== Passage to read ==
******
Mothers Movement Online, July 2004.
A Season to Bleed

 

Chemically altering women’s bodies and mentally altering perceptions of “normal”

by Lizbeth Finn-Arnold

I’ll be the first one to admit that getting my monthly period is a veritable pain in the you-know-what. It always seems to come at the least convenient time, and brings with it unwelcome cramps, headaches, fatigue, bloating, and the blues. As busy women, competing in a man’s world, with no time to slow down, our periods are generally unwanted intrusions. As distracted moms, our periods are just one more inconvenience. Face it, there is no good time to bleed.

So you would think that I would be ecstatic to learn that in September 2003, the Food and Drug Administration approved a drug that for all intents and purposes, may abolish monthly bleeding from our lives. But I’m not. In fact, I find it appalling that U.S. pharmaceutical companies can brazenly promote the chemical alteration of our female bodies for profit, with very little opposition or public discussion. Instead, they promise a pill that will “liberate us”; yet completely ignore the way this magical pill can negatively impact our cultural perceptions of what is normal, natural, and acceptable for women’s bodies.
******
== Tasks to perform ==
A. Answer these questions from the "A Season to Bleed" article:
(i) Which publication and date appear at the top of the article?
(ii) Who wrote it?
(iii) In what month and year did the Food and Drug Administration approve the drug the article discusses?
B. From the "A Season to Bleed" article, list every unwelcome effect that the monthly period is said to bring.
C. Reproduce the "A Season to Bleed" article from "by Lizbeth Finn-Arnold" to "time to bleed.".
******
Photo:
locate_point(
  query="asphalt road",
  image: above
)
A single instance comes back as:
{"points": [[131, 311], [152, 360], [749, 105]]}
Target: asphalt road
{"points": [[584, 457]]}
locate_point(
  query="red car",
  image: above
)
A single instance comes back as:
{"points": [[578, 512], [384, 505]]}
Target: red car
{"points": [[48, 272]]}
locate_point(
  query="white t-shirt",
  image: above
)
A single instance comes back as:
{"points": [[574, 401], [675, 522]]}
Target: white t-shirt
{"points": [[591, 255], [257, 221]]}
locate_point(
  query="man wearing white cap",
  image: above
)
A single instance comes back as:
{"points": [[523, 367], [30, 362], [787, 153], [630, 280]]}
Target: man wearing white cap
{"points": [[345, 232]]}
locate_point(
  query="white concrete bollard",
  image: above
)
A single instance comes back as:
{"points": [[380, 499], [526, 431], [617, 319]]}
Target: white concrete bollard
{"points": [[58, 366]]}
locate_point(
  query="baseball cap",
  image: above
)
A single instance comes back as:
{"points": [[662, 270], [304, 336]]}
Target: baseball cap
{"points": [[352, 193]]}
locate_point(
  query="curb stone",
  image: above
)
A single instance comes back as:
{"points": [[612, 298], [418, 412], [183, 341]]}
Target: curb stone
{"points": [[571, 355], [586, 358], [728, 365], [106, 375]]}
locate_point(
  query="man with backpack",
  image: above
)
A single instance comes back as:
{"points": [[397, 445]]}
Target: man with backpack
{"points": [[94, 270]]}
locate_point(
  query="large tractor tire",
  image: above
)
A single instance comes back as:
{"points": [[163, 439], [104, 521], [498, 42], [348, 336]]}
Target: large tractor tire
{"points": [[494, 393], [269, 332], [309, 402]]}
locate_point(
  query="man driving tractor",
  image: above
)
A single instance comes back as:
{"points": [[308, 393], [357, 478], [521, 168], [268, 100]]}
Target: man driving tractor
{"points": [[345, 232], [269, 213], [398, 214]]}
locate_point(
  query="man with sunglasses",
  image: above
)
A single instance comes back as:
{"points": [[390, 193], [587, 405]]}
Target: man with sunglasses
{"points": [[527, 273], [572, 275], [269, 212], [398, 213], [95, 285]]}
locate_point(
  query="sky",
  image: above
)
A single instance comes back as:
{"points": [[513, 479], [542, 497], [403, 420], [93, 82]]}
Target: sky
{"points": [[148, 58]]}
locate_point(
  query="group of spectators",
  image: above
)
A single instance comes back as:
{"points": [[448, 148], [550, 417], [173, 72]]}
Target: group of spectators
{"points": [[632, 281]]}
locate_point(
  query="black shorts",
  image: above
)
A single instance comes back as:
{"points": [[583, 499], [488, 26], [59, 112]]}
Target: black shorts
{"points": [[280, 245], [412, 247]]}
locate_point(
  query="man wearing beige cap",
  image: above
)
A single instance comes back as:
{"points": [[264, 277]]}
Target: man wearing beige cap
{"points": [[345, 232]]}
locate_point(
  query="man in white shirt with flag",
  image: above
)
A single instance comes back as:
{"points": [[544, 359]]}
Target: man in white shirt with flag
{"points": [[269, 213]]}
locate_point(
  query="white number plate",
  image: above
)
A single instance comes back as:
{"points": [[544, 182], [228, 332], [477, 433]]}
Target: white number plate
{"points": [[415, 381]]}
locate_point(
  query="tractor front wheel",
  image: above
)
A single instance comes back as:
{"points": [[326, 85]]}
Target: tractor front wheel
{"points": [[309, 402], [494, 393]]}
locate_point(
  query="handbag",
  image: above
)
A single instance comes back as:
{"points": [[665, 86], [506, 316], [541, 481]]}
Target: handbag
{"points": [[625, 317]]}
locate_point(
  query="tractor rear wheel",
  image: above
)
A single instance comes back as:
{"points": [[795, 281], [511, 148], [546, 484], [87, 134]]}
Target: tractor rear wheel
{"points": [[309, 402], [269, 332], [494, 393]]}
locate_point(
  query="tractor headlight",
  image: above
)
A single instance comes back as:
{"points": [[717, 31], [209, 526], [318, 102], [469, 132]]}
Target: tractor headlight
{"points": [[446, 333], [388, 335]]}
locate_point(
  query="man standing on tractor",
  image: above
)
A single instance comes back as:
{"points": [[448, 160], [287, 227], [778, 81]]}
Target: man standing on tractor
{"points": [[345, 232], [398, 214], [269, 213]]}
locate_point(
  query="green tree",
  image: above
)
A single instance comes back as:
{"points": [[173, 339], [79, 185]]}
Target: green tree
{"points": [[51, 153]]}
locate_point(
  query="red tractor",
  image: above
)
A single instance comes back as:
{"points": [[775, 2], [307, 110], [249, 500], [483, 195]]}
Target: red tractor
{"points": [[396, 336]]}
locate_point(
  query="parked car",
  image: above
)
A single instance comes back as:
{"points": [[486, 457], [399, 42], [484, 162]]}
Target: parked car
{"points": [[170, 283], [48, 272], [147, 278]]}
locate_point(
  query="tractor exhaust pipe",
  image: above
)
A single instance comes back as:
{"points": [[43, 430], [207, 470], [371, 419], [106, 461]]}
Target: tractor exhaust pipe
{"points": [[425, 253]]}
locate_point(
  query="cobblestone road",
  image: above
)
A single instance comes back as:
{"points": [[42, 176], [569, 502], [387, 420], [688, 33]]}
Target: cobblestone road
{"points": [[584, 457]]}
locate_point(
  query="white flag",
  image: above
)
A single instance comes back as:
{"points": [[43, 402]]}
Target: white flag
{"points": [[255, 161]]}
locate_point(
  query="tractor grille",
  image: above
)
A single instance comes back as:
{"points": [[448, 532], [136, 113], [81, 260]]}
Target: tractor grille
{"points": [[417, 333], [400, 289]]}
******
== Problem solutions ==
A.
(i) Mothers Movement Online, July 2004
(ii) Lizbeth Finn-Arnold
(iii) September 2003

B.
- cramps
- headaches
- fatigue
- bloating
- the blues

C.
by Lizbeth Finn-Arnold

I’ll be the first one to admit that getting my monthly period is a veritable pain in the you-know-what. It always seems to come at the least convenient time, and brings with it unwelcome cramps, headaches, fatigue, bloating, and the blues. As busy women, competing in a man’s world, with no time to slow down, our periods are generally unwanted intrusions. As distracted moms, our periods are just one more inconvenience. Face it, there is no good time to bleed.